→ What you are asked to do: Check every line of the material below, and show those that contain "boot".

→ Exercise data:
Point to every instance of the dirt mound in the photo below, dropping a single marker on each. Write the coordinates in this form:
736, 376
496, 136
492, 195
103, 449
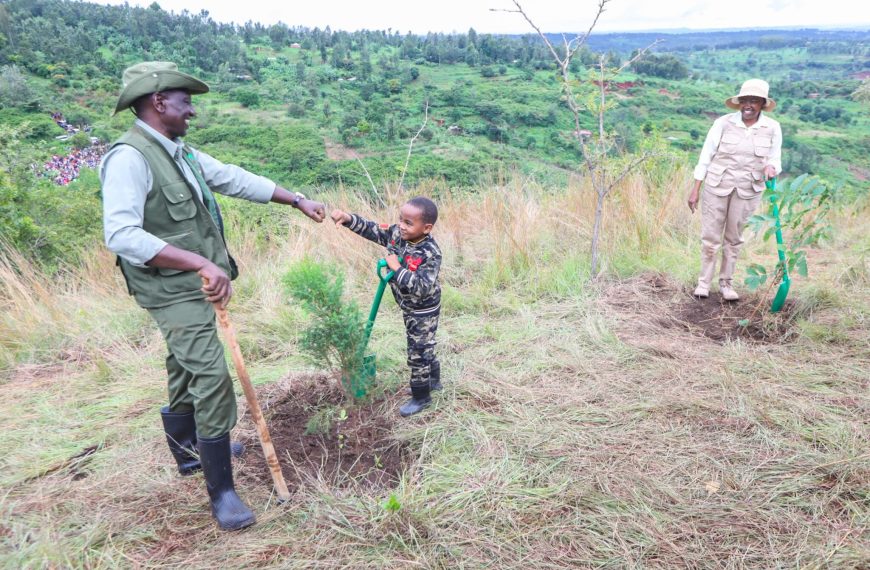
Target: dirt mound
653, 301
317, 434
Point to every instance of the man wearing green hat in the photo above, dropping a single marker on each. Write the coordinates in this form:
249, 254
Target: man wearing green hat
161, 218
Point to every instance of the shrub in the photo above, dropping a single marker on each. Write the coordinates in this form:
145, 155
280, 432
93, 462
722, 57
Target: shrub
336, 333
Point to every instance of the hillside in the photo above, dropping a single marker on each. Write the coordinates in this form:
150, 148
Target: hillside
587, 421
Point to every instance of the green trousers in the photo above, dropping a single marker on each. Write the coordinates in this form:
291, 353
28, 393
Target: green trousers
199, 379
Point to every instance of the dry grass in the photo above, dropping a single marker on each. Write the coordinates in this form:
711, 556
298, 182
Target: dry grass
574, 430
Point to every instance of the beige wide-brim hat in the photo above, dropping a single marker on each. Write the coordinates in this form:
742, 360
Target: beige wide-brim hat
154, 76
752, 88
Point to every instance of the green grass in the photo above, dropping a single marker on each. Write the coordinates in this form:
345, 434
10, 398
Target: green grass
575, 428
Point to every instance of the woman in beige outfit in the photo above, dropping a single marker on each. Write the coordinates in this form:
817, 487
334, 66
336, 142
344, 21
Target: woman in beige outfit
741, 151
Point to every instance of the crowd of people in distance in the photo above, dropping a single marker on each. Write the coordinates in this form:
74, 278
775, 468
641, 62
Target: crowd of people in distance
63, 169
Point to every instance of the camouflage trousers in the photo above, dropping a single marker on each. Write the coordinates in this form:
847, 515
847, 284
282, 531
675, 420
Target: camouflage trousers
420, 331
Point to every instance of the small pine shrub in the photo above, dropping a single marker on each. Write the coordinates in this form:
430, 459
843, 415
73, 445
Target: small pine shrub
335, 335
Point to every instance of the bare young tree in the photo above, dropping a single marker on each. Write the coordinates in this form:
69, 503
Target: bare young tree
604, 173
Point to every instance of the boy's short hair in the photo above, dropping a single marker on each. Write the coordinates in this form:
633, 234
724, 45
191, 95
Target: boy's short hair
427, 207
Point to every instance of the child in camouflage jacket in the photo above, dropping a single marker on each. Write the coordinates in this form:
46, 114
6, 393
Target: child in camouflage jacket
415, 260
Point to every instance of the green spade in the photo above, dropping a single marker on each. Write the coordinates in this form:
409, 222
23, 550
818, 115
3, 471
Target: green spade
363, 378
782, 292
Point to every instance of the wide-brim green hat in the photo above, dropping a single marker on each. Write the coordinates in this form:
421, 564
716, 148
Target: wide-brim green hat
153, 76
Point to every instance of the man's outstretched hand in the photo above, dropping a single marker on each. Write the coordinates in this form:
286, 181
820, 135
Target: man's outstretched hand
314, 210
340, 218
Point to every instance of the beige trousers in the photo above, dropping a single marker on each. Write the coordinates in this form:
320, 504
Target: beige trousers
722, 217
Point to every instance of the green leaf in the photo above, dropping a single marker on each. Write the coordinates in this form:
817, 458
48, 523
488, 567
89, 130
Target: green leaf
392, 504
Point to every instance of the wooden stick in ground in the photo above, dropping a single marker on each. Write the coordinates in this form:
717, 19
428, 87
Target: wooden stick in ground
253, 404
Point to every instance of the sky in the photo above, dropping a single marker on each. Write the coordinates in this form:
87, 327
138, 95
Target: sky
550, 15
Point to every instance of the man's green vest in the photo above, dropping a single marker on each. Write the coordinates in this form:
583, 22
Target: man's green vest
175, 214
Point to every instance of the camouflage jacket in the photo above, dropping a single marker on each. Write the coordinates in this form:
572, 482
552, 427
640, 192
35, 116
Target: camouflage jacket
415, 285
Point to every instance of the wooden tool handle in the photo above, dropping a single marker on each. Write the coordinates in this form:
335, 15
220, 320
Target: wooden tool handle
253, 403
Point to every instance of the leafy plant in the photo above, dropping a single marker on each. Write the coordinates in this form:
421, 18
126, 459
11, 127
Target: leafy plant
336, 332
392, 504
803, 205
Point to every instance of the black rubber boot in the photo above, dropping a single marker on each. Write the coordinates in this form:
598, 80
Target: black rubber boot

→ Solution:
Point to every instance of the black rubber boot in the photo above, dropping a single marker on each. Write the coordinates in this form:
Target: black rubber boot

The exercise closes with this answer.